**AUFGABE 1:** Formatiere die Einträge von der Zeile mit „the figure's bearded“ bis einschließlich der letzten Zeile der Einträge als Markdown-Tabelle mit den Spalten „Nummer“ und „Zeile“. Gib jeder Zeile eine fortlaufende Nummer und lass Leerzeilen weg.
═════ TEXTAUSZUG
Ist kein problem - oder wo siehst du da eines? 

Gruss
Basti


----------



## Kieferos (19. Juni 2005)

pSyChOgRiNsEr schrieb:
			
		

> kann man dann auch die alten decals aufkleber oder was imma das auch is
> ( war sehr überrascht wie die funktioniert ham    )
> entfernen?



Nein... auf keinen Fall die sind festgeschweißt !


----------



## pSyChOgRiNsEr (19. Juni 2005)

nochwas was ich loswerden will: an meinem rahmen schleift, wenn ich den schnellspanner richtig anzieh, nur die halterung von meiner bremse an der scheibe. aber wenn ich den schnellspanner nicht richtig anzieh verrutsch imma das hinterrad beim springen usw.
muss ich die aufnahmen fräsen? 
bringt des überhaubt was, da man das hinterrad doch häufig bewegt?


----------



## Meister-Dieter (20. Juni 2005)
══════════
═════ DATEN
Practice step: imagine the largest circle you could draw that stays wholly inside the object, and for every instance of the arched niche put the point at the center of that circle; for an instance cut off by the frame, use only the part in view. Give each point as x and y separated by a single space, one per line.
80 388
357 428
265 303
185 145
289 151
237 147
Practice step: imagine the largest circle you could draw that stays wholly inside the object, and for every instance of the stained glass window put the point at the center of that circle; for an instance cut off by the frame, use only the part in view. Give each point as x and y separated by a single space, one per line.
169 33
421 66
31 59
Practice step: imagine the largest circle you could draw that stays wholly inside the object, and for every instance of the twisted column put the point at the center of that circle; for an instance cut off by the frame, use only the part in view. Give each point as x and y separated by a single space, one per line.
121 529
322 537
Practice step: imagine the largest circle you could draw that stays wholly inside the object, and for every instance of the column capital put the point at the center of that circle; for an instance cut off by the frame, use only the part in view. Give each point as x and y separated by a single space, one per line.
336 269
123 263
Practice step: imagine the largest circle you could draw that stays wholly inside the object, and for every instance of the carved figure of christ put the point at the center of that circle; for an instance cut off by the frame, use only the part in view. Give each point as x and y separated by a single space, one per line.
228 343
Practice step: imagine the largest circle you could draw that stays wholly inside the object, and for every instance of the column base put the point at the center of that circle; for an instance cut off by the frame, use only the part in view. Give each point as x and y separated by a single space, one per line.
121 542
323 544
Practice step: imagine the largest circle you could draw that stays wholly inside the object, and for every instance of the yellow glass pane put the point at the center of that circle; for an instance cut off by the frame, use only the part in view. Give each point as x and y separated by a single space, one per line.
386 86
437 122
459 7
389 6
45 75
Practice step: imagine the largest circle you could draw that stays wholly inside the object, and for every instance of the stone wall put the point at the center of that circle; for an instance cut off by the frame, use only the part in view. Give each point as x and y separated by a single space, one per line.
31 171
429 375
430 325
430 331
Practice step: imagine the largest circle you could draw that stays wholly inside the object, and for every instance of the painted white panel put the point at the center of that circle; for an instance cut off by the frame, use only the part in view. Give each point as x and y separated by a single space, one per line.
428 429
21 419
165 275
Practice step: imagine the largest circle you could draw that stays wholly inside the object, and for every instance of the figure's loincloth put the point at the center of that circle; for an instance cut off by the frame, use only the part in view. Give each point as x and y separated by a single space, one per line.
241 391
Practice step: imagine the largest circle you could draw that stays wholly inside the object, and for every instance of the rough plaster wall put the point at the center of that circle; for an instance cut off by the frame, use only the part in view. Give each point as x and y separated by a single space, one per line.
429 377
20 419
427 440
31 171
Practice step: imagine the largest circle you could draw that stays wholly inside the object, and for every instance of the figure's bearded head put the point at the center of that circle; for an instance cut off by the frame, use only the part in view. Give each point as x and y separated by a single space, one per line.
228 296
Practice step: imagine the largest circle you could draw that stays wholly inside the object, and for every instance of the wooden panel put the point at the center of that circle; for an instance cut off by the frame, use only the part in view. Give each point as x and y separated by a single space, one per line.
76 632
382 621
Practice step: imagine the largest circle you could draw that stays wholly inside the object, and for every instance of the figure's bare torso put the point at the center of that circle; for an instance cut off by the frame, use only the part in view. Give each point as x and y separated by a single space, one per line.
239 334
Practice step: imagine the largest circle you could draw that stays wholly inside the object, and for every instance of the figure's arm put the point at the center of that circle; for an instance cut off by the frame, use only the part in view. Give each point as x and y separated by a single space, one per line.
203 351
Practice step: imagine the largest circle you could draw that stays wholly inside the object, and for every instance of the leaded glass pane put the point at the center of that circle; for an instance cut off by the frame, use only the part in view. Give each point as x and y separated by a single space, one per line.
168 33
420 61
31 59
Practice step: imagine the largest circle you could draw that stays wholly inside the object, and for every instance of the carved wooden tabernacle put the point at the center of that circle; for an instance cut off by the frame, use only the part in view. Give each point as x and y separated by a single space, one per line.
══════════
**AUFGABE 2:** Gib den Forumsauszug von „## Kieferos (19.“ bis „sind festgeschweißt !“ erneut wieder und setze dabei „festgeklebt“ an die Stelle von „festgeschweißt“.

**RICHTIGE AUSGABE 1:**
| Nummer | Zeile |
|---|---|
| 1 | Practice step: imagine the largest circle you could draw that stays wholly inside the object, and for every instance of the figure's bearded head put the point at the center of that circle; for an instance cut off by the frame, use only the part in view. Give each point as x and y separated by a single space, one per line. |
| 2 | 228 296 |
| 3 | Practice step: imagine the largest circle you could draw that stays wholly inside the object, and for every instance of the wooden panel put the point at the center of that circle; for an instance cut off by the frame, use only the part in view. Give each point as x and y separated by a single space, one per line. |
| 4 | 76 632 |
| 5 | 382 621 |
| 6 | Practice step: imagine the largest circle you could draw that stays wholly inside the object, and for every instance of the figure's bare torso put the point at the center of that circle; for an instance cut off by the frame, use only the part in view. Give each point as x and y separated by a single space, one per line. |
| 7 | 239 334 |
| 8 | Practice step: imagine the largest circle you could draw that stays wholly inside the object, and for every instance of the figure's arm put the point at the center of that circle; for an instance cut off by the frame, use only the part in view. Give each point as x and y separated by a single space, one per line. |
| 9 | 203 351 |
| 10 | Practice step: imagine the largest circle you could draw that stays wholly inside the object, and for every instance of the leaded glass pane put the point at the center of that circle; for an instance cut off by the frame, use only the part in view. Give each point as x and y separated by a single space, one per line. |
| 11 | 168 33 |
| 12 | 420 61 |
| 13 | 31 59 |
| 14 | Practice step: imagine the largest circle you could draw that stays wholly inside the object, and for every instance of the carved wooden tabernacle put the point at the center of that circle; for an instance cut off by the frame, use only the part in view. Give each point as x and y separated by a single space, one per line. |

**RICHTIGE AUSGABE 2:**
## Kieferos (19. Juni 2005)

pSyChOgRiNsEr schrieb:
			
		

> kann man dann auch die alten decals aufkleber oder was imma das auch is
> ( war sehr überrascht wie die funktioniert ham    )
> entfernen?



Nein... auf keinen Fall die sind festgeklebt !